▸ Exercise input:
Segment Open
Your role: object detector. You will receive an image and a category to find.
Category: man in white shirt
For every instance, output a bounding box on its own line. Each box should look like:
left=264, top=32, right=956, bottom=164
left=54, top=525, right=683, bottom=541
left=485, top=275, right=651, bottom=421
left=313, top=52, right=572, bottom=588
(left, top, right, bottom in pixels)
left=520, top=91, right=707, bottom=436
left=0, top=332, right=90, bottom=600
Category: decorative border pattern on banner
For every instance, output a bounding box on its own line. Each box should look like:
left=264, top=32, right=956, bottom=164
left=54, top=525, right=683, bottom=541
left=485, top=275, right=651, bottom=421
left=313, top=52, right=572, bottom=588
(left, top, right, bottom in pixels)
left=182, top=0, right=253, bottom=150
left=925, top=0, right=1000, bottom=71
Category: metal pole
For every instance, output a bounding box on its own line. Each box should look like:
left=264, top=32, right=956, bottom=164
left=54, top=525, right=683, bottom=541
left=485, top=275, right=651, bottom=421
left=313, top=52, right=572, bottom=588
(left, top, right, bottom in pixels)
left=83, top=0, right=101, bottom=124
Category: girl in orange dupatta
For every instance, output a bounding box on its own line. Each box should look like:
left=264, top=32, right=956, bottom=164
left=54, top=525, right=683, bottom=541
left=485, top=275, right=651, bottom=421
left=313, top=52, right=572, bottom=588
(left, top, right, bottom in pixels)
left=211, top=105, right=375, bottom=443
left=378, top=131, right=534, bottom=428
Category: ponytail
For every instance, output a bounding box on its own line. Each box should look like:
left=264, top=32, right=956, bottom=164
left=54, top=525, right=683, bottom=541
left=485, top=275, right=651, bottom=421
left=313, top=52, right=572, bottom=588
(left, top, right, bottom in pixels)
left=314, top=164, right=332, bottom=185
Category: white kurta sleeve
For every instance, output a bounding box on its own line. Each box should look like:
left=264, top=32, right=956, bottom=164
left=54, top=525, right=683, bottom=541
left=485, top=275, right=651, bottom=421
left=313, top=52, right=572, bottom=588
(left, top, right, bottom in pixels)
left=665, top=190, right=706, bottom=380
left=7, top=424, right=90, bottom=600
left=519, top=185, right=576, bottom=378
Segment Closed
▸ Work item: Your task is to print all of the records exactly.

▸ Task result:
Your role: object detector. You will receive an image and a category to find.
Category: man in white shirt
For every instance, output a bounding box on its own line. Each box should look like:
left=264, top=32, right=956, bottom=164
left=54, top=525, right=683, bottom=541
left=485, top=275, right=651, bottom=421
left=313, top=52, right=572, bottom=588
(left, top, right, bottom in pixels)
left=520, top=91, right=707, bottom=436
left=0, top=332, right=90, bottom=600
Category: decorative border pattern on banner
For every instance, output a bounding box on its own line. Each box should look like:
left=264, top=32, right=956, bottom=164
left=54, top=525, right=683, bottom=541
left=485, top=275, right=651, bottom=421
left=313, top=52, right=572, bottom=588
(left, top, right, bottom in pixels)
left=182, top=0, right=253, bottom=150
left=925, top=0, right=1000, bottom=71
Category: metal pole
For every instance, output a bounding box on its own line. Each box should look like:
left=264, top=32, right=956, bottom=164
left=54, top=525, right=683, bottom=541
left=485, top=275, right=651, bottom=421
left=313, top=52, right=572, bottom=588
(left, top, right, bottom in pixels)
left=83, top=0, right=101, bottom=124
Category: girl in orange dupatta
For every instance, output a bounding box on its own line. Each box should look like:
left=264, top=32, right=956, bottom=164
left=54, top=525, right=683, bottom=541
left=485, top=275, right=651, bottom=421
left=313, top=52, right=572, bottom=588
(left, top, right, bottom in pixels)
left=211, top=105, right=375, bottom=443
left=378, top=131, right=534, bottom=428
Category: ponytail
For every instance, output a bounding box on its own line. Each box should look like:
left=264, top=32, right=956, bottom=164
left=54, top=525, right=683, bottom=541
left=485, top=275, right=651, bottom=421
left=313, top=52, right=572, bottom=588
(left, top, right, bottom in pixels)
left=314, top=164, right=332, bottom=185
Category: white kurta sleeve
For every instance, output a bounding box on its own line. Each box should look like:
left=264, top=32, right=956, bottom=164
left=54, top=525, right=683, bottom=541
left=485, top=275, right=651, bottom=421
left=313, top=52, right=572, bottom=588
(left, top, right, bottom in pixels)
left=665, top=190, right=706, bottom=380
left=7, top=424, right=90, bottom=600
left=519, top=185, right=576, bottom=378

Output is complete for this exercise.